>> Begin TASK MATERIAL
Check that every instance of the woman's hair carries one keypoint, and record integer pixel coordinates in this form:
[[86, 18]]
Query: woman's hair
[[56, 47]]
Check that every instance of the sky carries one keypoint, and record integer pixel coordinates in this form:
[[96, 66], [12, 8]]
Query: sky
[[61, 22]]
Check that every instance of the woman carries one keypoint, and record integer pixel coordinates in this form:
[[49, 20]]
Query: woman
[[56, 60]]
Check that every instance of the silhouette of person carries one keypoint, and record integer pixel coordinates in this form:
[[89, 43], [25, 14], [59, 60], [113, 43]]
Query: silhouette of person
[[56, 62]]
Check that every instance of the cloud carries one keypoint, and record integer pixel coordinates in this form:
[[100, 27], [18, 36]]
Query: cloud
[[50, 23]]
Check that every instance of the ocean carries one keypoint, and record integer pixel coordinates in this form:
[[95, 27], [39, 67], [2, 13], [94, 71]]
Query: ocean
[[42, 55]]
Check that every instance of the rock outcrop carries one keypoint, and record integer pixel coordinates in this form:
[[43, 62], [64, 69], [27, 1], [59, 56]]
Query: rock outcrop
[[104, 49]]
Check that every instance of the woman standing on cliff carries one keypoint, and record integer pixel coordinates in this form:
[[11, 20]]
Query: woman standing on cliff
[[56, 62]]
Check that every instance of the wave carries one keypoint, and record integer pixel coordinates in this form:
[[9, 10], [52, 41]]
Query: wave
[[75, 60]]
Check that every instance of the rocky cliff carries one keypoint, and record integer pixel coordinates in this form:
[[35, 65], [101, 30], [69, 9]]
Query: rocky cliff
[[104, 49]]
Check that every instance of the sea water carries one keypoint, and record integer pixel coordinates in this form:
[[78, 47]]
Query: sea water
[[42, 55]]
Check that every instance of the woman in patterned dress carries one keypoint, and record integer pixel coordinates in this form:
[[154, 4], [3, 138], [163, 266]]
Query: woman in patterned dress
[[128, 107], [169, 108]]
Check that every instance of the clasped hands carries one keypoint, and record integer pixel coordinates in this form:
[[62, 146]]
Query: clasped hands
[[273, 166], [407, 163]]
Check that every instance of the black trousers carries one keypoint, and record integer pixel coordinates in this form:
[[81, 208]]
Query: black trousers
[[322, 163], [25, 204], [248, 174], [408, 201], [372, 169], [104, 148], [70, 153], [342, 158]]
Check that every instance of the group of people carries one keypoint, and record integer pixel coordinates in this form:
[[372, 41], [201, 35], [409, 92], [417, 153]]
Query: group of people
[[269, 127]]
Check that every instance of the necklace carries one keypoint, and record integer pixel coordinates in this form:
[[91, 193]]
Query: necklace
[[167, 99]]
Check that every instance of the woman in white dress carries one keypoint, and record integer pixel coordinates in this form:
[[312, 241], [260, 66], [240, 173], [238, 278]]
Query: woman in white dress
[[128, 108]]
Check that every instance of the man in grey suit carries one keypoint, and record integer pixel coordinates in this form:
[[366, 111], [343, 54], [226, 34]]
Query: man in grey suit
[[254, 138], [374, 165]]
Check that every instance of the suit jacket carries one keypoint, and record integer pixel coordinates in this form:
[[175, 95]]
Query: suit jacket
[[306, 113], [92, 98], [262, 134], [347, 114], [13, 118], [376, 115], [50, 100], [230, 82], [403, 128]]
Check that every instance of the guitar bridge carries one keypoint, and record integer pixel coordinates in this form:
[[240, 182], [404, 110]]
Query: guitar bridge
>> End TASK MATERIAL
WHAT YOU NEED TO DO: Reproduce the listing above word for word, keeping every line and character unchanged.

ANSWER FOR THE TASK:
Check that every instance of the woman's hair carries one keypoint, and record integer pixel coordinates in this form:
[[86, 18]]
Query: woman's hair
[[56, 47]]
Check that every instance of the sky carries one keypoint, and record integer pixel coordinates in this form:
[[96, 66], [12, 8]]
Query: sky
[[61, 22]]
Check that every instance of the woman carries one keypoint, and record integer pixel coordinates in this form:
[[49, 20]]
Query: woman
[[56, 60]]
Check that every instance of the silhouette of person carries one keypoint, and record integer pixel coordinates in this form:
[[89, 43], [25, 14], [59, 60], [113, 43]]
Query: silhouette of person
[[56, 62]]
Check that every instance of the cloud carries one keypoint, and record integer pixel coordinates in this form:
[[100, 27], [18, 36]]
Query: cloud
[[50, 23]]
Check that every instance of the ocean carries one keypoint, and record integer pixel coordinates in this form:
[[95, 27], [39, 67], [2, 13], [94, 71]]
Query: ocean
[[42, 55]]
Check that every instance of the rock outcrop carries one keypoint, and record integer pixel coordinates in this form:
[[43, 62], [64, 69], [27, 1], [59, 56]]
Query: rock outcrop
[[104, 49]]
Check that every instance of the woman standing on cliff carries one keypoint, and record integer pixel coordinates in this form:
[[11, 20]]
Query: woman standing on cliff
[[56, 62]]
Check that every instance of the wave carries one keypoint, and record integer pixel coordinates in this form:
[[9, 10], [52, 41]]
Query: wave
[[75, 60]]
Check that every instance of the rocky cliff carries one keypoint, and record integer pixel coordinates in this form:
[[35, 65], [101, 30], [69, 9]]
Query: rocky cliff
[[104, 49]]
Check that every instance of the sea water carries one keypoint, and record integer pixel coordinates in this form:
[[78, 47]]
Query: sea water
[[42, 55]]
Check that every instance of the woman in patterned dress carries one keypoint, and record integer pixel coordinates in this form:
[[154, 4], [3, 138], [163, 266]]
Query: woman in patterned dress
[[128, 107], [169, 108]]
Check that every instance of the clasped hands carries one keypoint, and record integer pixel coordinates in this form:
[[62, 146]]
Query: clasped hands
[[273, 166], [407, 163]]
Check that every instance of the black trousers carries one keypoint, and record integer pixel coordinates in this form:
[[81, 208]]
Query: black trousers
[[322, 163], [25, 204], [248, 174], [408, 201], [372, 169], [104, 148], [70, 153], [342, 158]]
Check that every instance of the group of people carries one keypoint, and record integer pixel coordinates in this form:
[[372, 41], [201, 35], [409, 92], [417, 153]]
Query: group of people
[[269, 127]]
Check that every instance of the necklace carries one keypoint, and record integer pixel coordinates in this form:
[[91, 193]]
Query: necklace
[[167, 99]]
Check that every instance of the woman in white dress carries one keypoint, and record integer pixel coordinates in this form:
[[312, 241], [260, 66], [240, 173], [238, 278]]
Query: woman in white dress
[[128, 108]]
Check that every instance of the man in grey suit carries one keypoint, and record integer pixel coordinates in this form:
[[366, 111], [343, 54], [226, 34]]
Query: man in grey suit
[[254, 138], [374, 165]]
Check that every instance of the suit jacket carries one keypoint, and record integer pixel coordinates in this form:
[[175, 95]]
Query: suit jacket
[[306, 113], [92, 98], [262, 134], [347, 114], [13, 118], [376, 115], [50, 100], [230, 82], [403, 128]]
Check that every instance of the guitar bridge carries one keypoint, and record integer pixel coordinates in this form:
[[240, 182], [404, 110]]
Query: guitar bridge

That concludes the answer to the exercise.